YOUR TASK: Look below for the line containing "For each instance of the dark"; from there through the line containing "For each instance of the oval", both lines included, please set down each line exactly and nothing else.

DATA FOR ANALYSIS:
● ● ● ● ● ● ●

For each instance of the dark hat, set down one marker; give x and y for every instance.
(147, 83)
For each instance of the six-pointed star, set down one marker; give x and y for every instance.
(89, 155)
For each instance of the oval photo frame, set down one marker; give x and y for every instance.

● ● ● ● ● ● ●

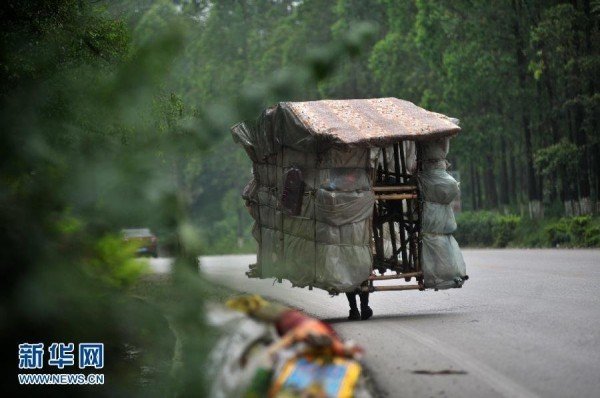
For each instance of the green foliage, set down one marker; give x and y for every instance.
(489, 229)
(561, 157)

● ● ● ● ● ● ●

WRITTEN RESPONSE:
For each instance of the dark hat, set down one marker; give x and y for every instance.
(147, 83)
For each instance of the six-pointed star, set down one marker; give x and y for every instance.
(89, 155)
For each instance of the oval photo frame, set down one marker; give x and y for every instance.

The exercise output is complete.